(Data listing)
::::::::::
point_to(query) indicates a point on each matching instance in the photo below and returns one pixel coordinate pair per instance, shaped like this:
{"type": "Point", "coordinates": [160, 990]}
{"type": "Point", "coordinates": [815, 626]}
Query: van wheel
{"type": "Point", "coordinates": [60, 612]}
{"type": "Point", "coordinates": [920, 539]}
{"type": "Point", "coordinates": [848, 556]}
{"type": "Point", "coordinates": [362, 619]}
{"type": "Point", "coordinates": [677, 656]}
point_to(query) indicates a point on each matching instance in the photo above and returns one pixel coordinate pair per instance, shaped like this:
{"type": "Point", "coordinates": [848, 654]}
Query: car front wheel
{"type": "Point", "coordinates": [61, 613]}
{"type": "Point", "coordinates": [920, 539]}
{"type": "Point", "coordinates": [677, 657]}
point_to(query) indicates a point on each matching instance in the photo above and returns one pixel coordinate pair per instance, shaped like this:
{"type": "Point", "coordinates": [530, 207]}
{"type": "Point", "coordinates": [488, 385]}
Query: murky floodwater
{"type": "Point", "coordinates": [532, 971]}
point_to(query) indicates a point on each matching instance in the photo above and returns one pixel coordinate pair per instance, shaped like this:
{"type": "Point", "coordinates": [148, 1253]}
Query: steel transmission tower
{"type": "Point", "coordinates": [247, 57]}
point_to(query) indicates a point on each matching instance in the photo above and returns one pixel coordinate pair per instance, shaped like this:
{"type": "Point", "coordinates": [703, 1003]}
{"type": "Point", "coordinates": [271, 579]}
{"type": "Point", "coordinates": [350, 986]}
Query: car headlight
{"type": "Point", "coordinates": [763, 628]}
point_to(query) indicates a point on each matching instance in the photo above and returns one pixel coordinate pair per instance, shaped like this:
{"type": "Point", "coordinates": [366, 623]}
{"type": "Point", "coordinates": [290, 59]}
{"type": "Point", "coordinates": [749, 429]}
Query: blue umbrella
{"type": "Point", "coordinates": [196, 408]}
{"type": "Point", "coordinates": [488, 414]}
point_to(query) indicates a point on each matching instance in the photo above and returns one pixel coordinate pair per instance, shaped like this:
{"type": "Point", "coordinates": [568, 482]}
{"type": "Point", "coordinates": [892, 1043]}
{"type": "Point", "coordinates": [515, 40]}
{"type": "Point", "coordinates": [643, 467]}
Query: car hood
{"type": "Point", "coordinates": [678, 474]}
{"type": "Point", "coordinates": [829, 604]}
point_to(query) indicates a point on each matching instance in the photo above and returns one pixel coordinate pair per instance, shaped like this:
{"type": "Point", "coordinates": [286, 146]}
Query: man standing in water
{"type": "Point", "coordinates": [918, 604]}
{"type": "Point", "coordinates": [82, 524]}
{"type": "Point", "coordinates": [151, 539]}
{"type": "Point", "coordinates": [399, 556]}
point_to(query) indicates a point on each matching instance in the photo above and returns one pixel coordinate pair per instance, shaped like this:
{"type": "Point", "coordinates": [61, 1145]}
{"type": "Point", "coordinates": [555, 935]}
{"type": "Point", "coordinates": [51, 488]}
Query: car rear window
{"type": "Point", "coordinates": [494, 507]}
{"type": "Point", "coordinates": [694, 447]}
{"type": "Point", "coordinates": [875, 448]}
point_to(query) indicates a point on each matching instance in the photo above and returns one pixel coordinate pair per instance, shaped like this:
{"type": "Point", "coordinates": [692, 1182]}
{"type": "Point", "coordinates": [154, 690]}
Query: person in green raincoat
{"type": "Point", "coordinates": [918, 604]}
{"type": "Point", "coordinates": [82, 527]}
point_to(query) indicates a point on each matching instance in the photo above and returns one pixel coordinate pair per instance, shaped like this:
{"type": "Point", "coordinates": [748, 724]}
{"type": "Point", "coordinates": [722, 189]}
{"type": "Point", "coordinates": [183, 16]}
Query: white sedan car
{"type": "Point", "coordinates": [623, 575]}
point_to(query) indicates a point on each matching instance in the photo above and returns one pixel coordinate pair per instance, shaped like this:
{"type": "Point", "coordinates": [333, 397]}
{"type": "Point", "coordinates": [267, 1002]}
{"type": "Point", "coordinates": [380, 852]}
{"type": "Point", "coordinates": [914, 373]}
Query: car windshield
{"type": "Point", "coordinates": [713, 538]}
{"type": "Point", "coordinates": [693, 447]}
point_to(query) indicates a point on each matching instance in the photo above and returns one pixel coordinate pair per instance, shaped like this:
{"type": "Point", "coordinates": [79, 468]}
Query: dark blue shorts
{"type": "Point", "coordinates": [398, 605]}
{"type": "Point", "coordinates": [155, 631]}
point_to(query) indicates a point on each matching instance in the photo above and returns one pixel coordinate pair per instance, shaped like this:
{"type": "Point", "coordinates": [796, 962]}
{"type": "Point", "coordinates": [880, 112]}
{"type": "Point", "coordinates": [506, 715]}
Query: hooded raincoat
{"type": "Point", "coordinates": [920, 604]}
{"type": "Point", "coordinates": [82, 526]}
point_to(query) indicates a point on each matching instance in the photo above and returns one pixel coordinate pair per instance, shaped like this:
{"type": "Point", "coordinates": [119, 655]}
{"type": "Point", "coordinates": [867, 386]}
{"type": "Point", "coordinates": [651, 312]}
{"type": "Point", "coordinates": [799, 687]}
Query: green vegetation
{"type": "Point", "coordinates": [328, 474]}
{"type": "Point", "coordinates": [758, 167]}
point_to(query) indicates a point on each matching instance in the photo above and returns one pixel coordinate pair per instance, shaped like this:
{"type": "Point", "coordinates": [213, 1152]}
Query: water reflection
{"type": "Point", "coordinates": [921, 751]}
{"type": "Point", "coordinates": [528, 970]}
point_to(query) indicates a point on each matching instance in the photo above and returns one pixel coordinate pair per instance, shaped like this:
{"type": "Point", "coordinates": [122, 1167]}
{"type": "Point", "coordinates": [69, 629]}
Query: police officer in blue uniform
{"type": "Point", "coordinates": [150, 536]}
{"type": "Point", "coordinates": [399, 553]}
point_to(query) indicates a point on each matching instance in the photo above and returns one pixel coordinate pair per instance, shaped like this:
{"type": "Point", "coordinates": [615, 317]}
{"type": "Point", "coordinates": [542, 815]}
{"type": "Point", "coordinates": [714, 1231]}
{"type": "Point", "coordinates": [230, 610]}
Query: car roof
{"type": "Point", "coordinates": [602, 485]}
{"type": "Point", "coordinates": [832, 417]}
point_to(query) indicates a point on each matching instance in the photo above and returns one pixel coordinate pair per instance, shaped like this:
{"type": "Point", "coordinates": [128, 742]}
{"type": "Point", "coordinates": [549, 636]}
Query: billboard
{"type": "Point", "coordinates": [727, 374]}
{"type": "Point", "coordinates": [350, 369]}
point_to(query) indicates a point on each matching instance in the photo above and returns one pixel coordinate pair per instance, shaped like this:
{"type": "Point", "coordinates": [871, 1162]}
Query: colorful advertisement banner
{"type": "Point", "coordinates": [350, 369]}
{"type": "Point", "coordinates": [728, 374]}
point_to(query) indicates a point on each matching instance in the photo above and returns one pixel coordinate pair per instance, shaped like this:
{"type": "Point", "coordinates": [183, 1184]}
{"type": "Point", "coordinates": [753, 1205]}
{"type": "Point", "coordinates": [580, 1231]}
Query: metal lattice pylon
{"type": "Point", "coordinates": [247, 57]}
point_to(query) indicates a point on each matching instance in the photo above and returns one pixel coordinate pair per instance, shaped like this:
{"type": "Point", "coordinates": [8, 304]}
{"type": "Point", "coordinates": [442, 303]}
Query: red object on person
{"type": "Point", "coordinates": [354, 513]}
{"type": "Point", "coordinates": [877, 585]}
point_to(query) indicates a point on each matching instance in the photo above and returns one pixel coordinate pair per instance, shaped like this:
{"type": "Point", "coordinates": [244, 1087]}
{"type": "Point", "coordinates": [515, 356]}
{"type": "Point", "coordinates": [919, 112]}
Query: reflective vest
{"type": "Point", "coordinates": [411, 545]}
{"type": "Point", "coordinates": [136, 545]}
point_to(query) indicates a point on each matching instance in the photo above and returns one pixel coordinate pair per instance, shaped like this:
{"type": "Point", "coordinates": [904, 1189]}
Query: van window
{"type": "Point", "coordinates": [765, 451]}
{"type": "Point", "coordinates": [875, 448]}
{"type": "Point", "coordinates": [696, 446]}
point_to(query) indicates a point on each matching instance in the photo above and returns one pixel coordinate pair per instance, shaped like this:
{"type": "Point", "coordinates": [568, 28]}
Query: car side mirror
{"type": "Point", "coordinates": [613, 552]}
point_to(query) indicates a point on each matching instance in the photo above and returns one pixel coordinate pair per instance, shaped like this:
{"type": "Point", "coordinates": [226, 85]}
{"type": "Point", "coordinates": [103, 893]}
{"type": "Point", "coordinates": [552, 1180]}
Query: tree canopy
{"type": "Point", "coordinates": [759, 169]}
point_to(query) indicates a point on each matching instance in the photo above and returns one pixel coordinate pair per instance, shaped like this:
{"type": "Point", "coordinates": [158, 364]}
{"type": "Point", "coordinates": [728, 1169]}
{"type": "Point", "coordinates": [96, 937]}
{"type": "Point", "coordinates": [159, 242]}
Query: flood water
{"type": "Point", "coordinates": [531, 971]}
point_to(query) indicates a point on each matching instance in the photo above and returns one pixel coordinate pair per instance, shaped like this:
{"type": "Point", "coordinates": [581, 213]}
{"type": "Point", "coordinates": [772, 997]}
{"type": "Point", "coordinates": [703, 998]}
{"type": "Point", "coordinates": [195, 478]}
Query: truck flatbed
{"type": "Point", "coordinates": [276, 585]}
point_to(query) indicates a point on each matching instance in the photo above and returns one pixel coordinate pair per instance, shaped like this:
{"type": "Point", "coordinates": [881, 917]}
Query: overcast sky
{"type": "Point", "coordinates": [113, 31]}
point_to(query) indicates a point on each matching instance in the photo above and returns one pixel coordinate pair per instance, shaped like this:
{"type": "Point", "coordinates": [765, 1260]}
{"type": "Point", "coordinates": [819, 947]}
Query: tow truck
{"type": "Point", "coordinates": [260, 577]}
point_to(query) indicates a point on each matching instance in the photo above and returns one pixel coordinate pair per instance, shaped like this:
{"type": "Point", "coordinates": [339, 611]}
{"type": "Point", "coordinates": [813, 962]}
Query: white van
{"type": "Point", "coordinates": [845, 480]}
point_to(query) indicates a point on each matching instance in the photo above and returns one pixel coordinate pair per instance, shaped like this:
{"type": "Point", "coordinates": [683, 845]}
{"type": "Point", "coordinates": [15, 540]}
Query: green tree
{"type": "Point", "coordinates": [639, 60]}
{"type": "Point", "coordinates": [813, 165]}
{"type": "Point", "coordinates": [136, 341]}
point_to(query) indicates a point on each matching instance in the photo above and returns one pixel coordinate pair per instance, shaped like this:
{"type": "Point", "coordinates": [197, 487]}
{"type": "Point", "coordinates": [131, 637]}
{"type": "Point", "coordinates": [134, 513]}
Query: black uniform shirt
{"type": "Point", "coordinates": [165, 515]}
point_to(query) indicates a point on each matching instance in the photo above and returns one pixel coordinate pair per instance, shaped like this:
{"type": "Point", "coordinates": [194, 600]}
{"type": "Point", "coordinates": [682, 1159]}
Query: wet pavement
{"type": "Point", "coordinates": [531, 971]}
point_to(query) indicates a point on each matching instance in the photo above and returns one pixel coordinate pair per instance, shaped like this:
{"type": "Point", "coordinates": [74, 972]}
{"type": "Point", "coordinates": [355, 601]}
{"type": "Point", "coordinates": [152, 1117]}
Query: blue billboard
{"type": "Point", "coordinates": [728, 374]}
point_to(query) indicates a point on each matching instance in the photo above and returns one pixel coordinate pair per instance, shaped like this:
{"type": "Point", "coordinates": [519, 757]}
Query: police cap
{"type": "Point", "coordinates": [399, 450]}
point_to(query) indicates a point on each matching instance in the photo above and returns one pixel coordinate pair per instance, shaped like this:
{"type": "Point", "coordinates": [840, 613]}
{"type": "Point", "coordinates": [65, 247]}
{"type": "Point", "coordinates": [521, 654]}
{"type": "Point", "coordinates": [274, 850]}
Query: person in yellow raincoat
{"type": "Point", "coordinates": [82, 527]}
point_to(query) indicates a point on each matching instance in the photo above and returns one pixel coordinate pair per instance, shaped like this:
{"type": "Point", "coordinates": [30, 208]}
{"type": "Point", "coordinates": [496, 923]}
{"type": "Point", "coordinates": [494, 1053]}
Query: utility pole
::::::::::
▶ [Stated exercise]: Pull out every row above that contains the string "billboard", matching case exactly.

▶ [Solution to this problem]:
Query: billboard
Query: blue billboard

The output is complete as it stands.